*PARTS OF THE EXERCISE*
a - Sum up the appendix on the "yeast" data set in two sentences.
b - Using the table in the appendix on the "yeast" data set, list every class with more than 100 instances, along with its instance count.
c - Carry on the appendix on the "yeast" data set from its last sentence.

Appendix A. Analysis and Synthetic Data Generation for the “Yeast” Data Set
The “yeast” data set is an additional data set used to test the method described in this paper. The data set consists of 8 attributes, 1484 instances, and 10 classes the instances can belong to. There are no missing values in the data set. All the attributes are numerical in value. The number of instances per class is highly imbalanced, as can be seen in
Table A1. As with the “texture” data set, the “yeast” data set is a real-life data set.
Table A1.
Number of instances per class in the “yeast” data set.
Table A1.
Number of instances per class in the “yeast” data set.
Class | CYT | ERL | EXC | ME1 | ME2 | ME3 | MIT | NUC | POX | VAC |
No. of instances | 463 | 5 | 35 | 44 | 51 | 163 | 244 | 429 | 20 | 30 |
The spatial distribution of the data set can be seen in
Figure A1. Since the graph clearly indicates clustering would not be an appropriate downstream task for this data set, classification was chosen instead.
Figure A1.
Three-dimensional view of the “yeast” data set.
Figure A1.
Three-dimensional view of the “yeast” data set.

*DATA ROWS*
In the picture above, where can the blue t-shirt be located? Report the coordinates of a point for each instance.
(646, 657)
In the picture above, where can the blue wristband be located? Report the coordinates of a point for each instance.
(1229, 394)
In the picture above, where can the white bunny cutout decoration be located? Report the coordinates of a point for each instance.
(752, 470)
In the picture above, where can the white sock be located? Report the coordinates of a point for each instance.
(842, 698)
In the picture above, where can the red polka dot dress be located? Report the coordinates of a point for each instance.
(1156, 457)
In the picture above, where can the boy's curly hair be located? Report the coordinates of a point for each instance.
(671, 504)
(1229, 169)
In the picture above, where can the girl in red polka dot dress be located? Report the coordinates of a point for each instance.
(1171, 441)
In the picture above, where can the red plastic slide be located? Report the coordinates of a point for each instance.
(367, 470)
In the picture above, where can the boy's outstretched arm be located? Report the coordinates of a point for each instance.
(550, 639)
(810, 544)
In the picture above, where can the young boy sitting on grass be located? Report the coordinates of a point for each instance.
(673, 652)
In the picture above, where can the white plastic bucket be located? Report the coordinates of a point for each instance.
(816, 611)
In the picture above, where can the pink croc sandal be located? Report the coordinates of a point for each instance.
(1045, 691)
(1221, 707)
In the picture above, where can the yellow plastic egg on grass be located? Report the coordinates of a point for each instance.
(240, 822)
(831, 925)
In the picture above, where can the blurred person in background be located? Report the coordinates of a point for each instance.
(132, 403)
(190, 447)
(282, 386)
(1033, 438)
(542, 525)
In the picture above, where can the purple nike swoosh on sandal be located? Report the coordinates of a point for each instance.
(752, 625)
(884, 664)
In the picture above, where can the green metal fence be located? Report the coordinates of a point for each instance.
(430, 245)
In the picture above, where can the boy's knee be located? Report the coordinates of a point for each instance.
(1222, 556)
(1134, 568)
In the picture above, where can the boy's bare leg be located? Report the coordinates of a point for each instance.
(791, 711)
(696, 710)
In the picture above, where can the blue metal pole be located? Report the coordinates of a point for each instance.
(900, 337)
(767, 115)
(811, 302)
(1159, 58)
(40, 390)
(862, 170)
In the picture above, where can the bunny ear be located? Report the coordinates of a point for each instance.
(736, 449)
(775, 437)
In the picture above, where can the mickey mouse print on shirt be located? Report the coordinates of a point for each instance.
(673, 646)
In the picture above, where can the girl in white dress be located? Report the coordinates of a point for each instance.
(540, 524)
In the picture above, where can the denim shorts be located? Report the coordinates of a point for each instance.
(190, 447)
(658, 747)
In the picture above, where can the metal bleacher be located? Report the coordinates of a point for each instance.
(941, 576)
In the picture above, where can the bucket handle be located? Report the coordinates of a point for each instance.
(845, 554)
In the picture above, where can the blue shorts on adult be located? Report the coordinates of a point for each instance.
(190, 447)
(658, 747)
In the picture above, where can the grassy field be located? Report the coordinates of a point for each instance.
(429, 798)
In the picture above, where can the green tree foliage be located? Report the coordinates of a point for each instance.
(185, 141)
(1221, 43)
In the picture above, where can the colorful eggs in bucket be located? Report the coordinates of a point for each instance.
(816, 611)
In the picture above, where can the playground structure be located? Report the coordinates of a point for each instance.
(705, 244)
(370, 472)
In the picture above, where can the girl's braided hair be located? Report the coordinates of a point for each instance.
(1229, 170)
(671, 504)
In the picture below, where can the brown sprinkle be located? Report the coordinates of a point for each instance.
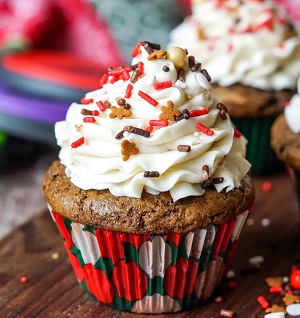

*THE REPLIES*
a - The "yeast" data set is a real-life data set used as an additional test of the paper's method, with 8 numerical attributes, 1484 instances, 10 classes, and no missing values, and its classes are highly imbalanced. Its three-dimensional view shows that clustering would not be a fitting downstream task, so classification was chosen instead.

b -
CYT: 463
ME3: 163
MIT: 244
NUC: 429

c -
This data set posed two challenges when generating synthetic data. The first challenge was that the values of the attributes ‘erl’ and ‘pox’ have very little variation. When splitting the data into classes before data generation, some of the subsets had only one value of these attributes, which led to the occurrence of undefined values (denoted by the logical constant NA in the R programming language) when calculating the class correlation matrices. There is a simple solution that can be built into the synthetic data generation methods (either the benchmark method or the cluster preserving one) without losing any previous functionality or generality—the attributes with no variance are excluded from the data interpolation and data generation step. Once data generation has been carried out, the attributes are added back into the synthetic data set. The second challenge stems from the smallest cluster having only five instances. Namely, Algorithm 3 uses parallel analysis to determine the number of underlying factors in a starting data set (if the value is not explicitly stated when calling the function in a program). This entails creating an (number of instances * number of attributes) sized matrix and populating it with attribute instances sampled with replacement from the starting data set. This matrix is used to calculate a correlation matrix whose eigenvalues are then computed. The small size of the ‘ERL’ class makes the probability of sampling the same value for all the instances of an attribute fairly likely. This leads to a higher likelihood of NA values occurring in the correlation matrix. The solution to this challenge can also be built into the approaches without changing their prior behavior and generality—the matrix populated with randomly sampled values should be checked for value uniqueness. If the values of the instances of an attribute are all the same, the value sampling should be redone. The sampling should be repeated until there are no columns (attributes) with just one value. Once the two challenges have been solved, a synthetic “yeast” data set can be generated.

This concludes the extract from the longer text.